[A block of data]

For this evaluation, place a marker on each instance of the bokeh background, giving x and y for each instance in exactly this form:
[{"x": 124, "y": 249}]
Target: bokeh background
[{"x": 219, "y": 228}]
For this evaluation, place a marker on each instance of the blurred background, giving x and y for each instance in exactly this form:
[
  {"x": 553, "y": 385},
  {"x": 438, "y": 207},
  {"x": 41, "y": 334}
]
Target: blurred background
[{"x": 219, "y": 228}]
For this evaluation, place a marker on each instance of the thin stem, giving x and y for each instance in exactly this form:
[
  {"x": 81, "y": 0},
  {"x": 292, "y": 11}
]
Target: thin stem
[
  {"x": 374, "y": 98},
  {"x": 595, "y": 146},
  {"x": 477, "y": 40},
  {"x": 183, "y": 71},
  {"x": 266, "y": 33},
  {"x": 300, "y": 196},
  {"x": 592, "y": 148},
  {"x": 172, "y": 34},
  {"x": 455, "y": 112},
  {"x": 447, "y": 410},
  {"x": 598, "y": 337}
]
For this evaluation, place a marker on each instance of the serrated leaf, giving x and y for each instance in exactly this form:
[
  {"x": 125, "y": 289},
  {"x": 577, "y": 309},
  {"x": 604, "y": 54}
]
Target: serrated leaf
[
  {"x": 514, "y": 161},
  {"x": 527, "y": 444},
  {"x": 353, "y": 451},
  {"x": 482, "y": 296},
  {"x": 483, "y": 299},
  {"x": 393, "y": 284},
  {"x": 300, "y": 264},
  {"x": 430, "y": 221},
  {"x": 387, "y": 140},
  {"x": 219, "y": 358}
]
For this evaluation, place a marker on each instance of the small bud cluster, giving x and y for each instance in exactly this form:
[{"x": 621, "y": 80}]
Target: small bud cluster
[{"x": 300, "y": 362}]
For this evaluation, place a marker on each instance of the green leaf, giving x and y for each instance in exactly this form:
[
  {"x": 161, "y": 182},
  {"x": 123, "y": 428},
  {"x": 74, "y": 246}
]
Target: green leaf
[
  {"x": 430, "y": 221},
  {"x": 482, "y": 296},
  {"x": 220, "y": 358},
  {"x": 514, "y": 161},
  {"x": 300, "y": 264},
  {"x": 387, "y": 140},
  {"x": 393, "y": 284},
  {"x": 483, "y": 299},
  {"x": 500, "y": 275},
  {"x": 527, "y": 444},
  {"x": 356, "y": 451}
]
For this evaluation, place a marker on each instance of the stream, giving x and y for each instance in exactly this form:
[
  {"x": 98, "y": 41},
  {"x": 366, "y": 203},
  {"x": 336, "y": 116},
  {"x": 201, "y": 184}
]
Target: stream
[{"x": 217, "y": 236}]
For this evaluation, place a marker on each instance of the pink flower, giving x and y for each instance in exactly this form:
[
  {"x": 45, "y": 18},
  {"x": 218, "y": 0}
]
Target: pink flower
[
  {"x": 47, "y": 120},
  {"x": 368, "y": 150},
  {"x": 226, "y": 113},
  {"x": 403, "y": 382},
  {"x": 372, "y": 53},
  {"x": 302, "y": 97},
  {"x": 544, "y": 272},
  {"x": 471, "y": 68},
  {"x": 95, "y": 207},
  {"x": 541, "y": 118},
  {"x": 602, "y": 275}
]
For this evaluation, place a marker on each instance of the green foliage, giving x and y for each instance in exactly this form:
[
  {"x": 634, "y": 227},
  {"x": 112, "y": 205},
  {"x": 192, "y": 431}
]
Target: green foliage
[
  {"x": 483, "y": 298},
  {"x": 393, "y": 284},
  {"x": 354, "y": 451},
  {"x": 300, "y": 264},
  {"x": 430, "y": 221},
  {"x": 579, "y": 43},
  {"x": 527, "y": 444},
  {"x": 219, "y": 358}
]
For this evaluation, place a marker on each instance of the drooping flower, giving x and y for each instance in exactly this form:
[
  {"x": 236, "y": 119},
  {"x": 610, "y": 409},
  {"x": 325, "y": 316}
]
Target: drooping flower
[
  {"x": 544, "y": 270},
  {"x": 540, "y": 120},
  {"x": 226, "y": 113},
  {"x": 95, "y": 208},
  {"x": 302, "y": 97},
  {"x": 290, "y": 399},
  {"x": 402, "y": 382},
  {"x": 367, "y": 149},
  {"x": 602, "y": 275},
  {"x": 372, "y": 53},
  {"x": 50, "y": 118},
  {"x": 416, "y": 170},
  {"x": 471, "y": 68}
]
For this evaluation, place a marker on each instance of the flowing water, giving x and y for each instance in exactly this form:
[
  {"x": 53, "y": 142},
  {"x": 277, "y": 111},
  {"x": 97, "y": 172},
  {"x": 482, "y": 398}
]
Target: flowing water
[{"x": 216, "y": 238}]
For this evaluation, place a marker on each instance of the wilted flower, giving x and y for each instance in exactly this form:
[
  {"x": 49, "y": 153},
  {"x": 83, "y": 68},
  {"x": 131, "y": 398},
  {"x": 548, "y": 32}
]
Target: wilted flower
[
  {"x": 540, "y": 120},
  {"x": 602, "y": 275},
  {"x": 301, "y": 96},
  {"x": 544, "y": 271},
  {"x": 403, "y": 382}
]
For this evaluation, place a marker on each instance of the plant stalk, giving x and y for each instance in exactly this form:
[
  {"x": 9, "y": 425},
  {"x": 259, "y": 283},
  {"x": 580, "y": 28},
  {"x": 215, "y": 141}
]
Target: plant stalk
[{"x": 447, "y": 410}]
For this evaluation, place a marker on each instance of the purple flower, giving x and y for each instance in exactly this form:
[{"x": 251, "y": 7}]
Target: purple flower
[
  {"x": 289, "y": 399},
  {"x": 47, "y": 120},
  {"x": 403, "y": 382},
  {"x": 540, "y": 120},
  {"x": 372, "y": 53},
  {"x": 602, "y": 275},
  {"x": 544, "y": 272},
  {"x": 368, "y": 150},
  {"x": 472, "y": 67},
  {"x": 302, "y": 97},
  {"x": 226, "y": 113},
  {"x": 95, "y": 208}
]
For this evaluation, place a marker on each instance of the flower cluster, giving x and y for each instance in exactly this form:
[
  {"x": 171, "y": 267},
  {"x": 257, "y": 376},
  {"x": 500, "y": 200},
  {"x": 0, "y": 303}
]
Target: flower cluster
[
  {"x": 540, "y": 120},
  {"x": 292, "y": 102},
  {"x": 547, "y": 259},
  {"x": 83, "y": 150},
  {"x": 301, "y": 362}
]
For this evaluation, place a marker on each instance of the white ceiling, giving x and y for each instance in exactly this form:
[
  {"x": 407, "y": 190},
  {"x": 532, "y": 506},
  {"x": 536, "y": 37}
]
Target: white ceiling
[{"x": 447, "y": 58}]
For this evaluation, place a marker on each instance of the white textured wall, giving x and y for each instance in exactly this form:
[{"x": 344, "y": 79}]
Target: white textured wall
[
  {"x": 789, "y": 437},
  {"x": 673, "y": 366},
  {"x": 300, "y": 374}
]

[WRITTEN PROBLEM]
Every line above should be printed again exactly as it stands.

[RESULT FOR THIS TASK]
For this evaluation, place a marker on each instance of the bokeh background, giving x and y for each instance in exactly this form:
[{"x": 124, "y": 249}]
Target: bokeh background
[{"x": 219, "y": 228}]
For this evaluation, place a marker on each instance of the blurred background, giving x and y for each instance in exactly this form:
[
  {"x": 553, "y": 385},
  {"x": 438, "y": 207},
  {"x": 41, "y": 334}
]
Target: blurred background
[{"x": 219, "y": 228}]
For this evaluation, place a marker on each instance of the thin stem, giving x and y for each instance in exactly this form:
[
  {"x": 81, "y": 0},
  {"x": 292, "y": 11}
]
Target: thin stem
[
  {"x": 374, "y": 98},
  {"x": 595, "y": 146},
  {"x": 477, "y": 40},
  {"x": 183, "y": 71},
  {"x": 266, "y": 33},
  {"x": 300, "y": 196},
  {"x": 592, "y": 148},
  {"x": 172, "y": 34},
  {"x": 455, "y": 112},
  {"x": 447, "y": 410},
  {"x": 598, "y": 337}
]
For this evaluation, place a marker on each instance of the serrated leaf, giving x and y for each instance in exactly this form:
[
  {"x": 125, "y": 289},
  {"x": 577, "y": 309},
  {"x": 604, "y": 54}
]
Target: serrated leaf
[
  {"x": 514, "y": 161},
  {"x": 527, "y": 444},
  {"x": 353, "y": 451},
  {"x": 482, "y": 296},
  {"x": 483, "y": 299},
  {"x": 393, "y": 284},
  {"x": 300, "y": 264},
  {"x": 430, "y": 221},
  {"x": 387, "y": 140},
  {"x": 219, "y": 358}
]
For this evaluation, place a marker on each instance of the small bud cluster, giving x and y for each instance in exactly this form:
[{"x": 621, "y": 80}]
Target: small bud cluster
[{"x": 300, "y": 362}]
For this evaluation, place a marker on each instance of the green leaf, giving x and y for each instance in exactly this form:
[
  {"x": 161, "y": 182},
  {"x": 123, "y": 428},
  {"x": 74, "y": 246}
]
Target: green leaf
[
  {"x": 430, "y": 221},
  {"x": 482, "y": 296},
  {"x": 220, "y": 358},
  {"x": 514, "y": 161},
  {"x": 300, "y": 264},
  {"x": 387, "y": 140},
  {"x": 393, "y": 284},
  {"x": 483, "y": 299},
  {"x": 500, "y": 275},
  {"x": 527, "y": 444},
  {"x": 356, "y": 451}
]
For this evaluation, place a marker on each instance of the stream, giving x and y for each instance in exactly this form:
[
  {"x": 98, "y": 41},
  {"x": 366, "y": 203},
  {"x": 336, "y": 116},
  {"x": 201, "y": 184}
]
Target: stream
[{"x": 217, "y": 236}]
For this evaluation, place a marker on each instance of the pink flower, giving x and y for each instance in exactly this form:
[
  {"x": 45, "y": 18},
  {"x": 218, "y": 0}
]
Target: pink flower
[
  {"x": 47, "y": 120},
  {"x": 368, "y": 150},
  {"x": 226, "y": 113},
  {"x": 403, "y": 382},
  {"x": 372, "y": 53},
  {"x": 302, "y": 97},
  {"x": 544, "y": 272},
  {"x": 471, "y": 68},
  {"x": 95, "y": 207},
  {"x": 541, "y": 118},
  {"x": 602, "y": 275}
]
For this evaluation, place a marker on each instance of the green foliage, giving x and y for each instance in exactly this form:
[
  {"x": 634, "y": 227},
  {"x": 112, "y": 205},
  {"x": 192, "y": 431}
]
Target: green foliage
[
  {"x": 483, "y": 298},
  {"x": 393, "y": 284},
  {"x": 354, "y": 451},
  {"x": 300, "y": 264},
  {"x": 430, "y": 221},
  {"x": 579, "y": 43},
  {"x": 527, "y": 444},
  {"x": 219, "y": 358}
]
For this evaluation, place a marker on each instance of the drooping flower, giving x and y for each instance in exactly this form:
[
  {"x": 236, "y": 119},
  {"x": 610, "y": 409},
  {"x": 325, "y": 316}
]
Target: drooping flower
[
  {"x": 544, "y": 270},
  {"x": 540, "y": 120},
  {"x": 226, "y": 113},
  {"x": 95, "y": 208},
  {"x": 302, "y": 97},
  {"x": 290, "y": 399},
  {"x": 402, "y": 382},
  {"x": 367, "y": 149},
  {"x": 602, "y": 275},
  {"x": 372, "y": 53},
  {"x": 50, "y": 118},
  {"x": 416, "y": 170},
  {"x": 471, "y": 68}
]
For this evaluation, place a marker on each instance of the flowing water, giving x and y for each instance in exactly this form:
[
  {"x": 53, "y": 142},
  {"x": 277, "y": 111},
  {"x": 97, "y": 172},
  {"x": 482, "y": 398}
]
Target: flowing water
[{"x": 216, "y": 238}]
For this evaluation, place a marker on each instance of the wilted flower, giving x and y for each instance in exactly this form:
[
  {"x": 49, "y": 153},
  {"x": 83, "y": 68},
  {"x": 131, "y": 398},
  {"x": 548, "y": 32}
]
Target: wilted flower
[
  {"x": 540, "y": 120},
  {"x": 602, "y": 275},
  {"x": 301, "y": 96},
  {"x": 544, "y": 271},
  {"x": 403, "y": 382}
]
For this evaluation, place a marker on each instance of the plant stalk, giving x and y for each instance in exactly this form:
[
  {"x": 9, "y": 425},
  {"x": 259, "y": 283},
  {"x": 580, "y": 28},
  {"x": 215, "y": 141}
]
Target: plant stalk
[{"x": 447, "y": 410}]
For this evaluation, place a marker on each instance of the purple flower, giving x and y for each instance in exactly this form:
[{"x": 251, "y": 7}]
Target: purple flower
[
  {"x": 289, "y": 399},
  {"x": 47, "y": 120},
  {"x": 403, "y": 382},
  {"x": 540, "y": 120},
  {"x": 372, "y": 53},
  {"x": 602, "y": 275},
  {"x": 544, "y": 272},
  {"x": 368, "y": 150},
  {"x": 472, "y": 67},
  {"x": 302, "y": 97},
  {"x": 226, "y": 113},
  {"x": 95, "y": 208}
]
For this evaluation, place a marker on each instance of the flower cluster, giving x and y for each instance in exactly this form:
[
  {"x": 171, "y": 267},
  {"x": 257, "y": 376},
  {"x": 500, "y": 200},
  {"x": 0, "y": 303}
]
Target: flower cluster
[
  {"x": 540, "y": 120},
  {"x": 292, "y": 102},
  {"x": 547, "y": 259},
  {"x": 83, "y": 150},
  {"x": 301, "y": 362}
]
For this evaluation, place a marker on each instance of the white ceiling, giving x and y for each instance in exactly this form:
[
  {"x": 407, "y": 190},
  {"x": 532, "y": 506},
  {"x": 536, "y": 37}
]
Target: white ceiling
[{"x": 447, "y": 58}]
For this evaluation, place a marker on each instance of the white textured wall, giving x and y for each instance in exactly this form:
[{"x": 344, "y": 79}]
Target: white textured wall
[
  {"x": 789, "y": 437},
  {"x": 673, "y": 366},
  {"x": 300, "y": 374}
]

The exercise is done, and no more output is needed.